## YOUR TASK:
Count the lines in the material below that contain the string "wall", matching case exactly, and reply with only the number.
=== DATASET RECORDS ===
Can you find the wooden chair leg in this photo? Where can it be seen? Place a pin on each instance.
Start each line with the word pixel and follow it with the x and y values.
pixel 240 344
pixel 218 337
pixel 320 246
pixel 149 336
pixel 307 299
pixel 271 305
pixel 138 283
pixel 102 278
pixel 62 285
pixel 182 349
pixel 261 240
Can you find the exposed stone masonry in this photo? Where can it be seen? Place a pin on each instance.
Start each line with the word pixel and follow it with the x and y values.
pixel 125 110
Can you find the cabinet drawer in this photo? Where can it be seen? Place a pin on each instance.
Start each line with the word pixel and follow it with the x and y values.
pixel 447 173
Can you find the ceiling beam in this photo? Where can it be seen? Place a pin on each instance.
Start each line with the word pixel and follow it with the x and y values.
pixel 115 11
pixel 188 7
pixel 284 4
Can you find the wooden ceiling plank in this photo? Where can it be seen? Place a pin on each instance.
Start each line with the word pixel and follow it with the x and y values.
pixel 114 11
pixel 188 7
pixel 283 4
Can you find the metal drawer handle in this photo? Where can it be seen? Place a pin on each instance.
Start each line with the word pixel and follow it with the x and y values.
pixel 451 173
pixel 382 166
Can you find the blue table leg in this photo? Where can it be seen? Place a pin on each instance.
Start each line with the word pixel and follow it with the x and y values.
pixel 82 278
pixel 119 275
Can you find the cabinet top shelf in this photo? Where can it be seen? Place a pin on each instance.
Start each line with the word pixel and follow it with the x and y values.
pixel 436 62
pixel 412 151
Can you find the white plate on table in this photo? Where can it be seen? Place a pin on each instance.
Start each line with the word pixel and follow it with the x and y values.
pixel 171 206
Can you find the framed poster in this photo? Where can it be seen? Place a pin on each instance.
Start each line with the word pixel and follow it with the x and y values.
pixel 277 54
===
=== DATASET RECORDS ===
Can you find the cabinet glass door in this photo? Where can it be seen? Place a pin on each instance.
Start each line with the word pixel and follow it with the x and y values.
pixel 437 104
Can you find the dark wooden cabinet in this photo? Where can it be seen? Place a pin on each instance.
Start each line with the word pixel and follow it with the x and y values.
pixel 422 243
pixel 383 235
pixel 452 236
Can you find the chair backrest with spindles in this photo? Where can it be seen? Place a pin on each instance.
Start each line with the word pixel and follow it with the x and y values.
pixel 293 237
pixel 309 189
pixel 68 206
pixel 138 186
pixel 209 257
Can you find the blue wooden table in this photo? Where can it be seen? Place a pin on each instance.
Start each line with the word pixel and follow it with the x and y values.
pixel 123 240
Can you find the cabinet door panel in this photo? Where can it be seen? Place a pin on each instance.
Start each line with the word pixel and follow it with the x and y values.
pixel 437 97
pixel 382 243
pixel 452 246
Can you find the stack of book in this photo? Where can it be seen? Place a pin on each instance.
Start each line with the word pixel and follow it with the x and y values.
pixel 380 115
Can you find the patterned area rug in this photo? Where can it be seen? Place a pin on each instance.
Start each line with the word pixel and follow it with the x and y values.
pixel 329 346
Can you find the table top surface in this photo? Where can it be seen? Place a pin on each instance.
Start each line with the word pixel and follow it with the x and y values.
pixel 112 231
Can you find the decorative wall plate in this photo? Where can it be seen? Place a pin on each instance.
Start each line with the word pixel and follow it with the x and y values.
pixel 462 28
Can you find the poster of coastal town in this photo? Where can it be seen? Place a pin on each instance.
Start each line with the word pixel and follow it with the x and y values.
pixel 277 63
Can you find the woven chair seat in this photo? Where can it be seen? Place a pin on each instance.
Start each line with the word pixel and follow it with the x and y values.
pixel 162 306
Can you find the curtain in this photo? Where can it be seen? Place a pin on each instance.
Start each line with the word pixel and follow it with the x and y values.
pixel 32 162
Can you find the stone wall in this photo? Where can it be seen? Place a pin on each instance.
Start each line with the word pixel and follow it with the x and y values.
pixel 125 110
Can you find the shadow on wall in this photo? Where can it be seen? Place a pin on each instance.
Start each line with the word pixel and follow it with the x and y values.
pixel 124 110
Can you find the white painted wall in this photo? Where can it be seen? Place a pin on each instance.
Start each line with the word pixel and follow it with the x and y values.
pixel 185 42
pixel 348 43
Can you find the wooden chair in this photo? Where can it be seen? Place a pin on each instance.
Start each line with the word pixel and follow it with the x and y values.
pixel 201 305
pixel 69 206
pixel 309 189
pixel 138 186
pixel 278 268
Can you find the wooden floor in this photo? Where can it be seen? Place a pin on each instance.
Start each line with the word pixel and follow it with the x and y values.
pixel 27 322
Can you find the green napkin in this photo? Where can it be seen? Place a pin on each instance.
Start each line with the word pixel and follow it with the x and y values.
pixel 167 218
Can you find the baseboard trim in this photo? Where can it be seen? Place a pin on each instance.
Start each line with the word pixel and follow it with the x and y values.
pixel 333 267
===
## ANSWER IN FULL:
4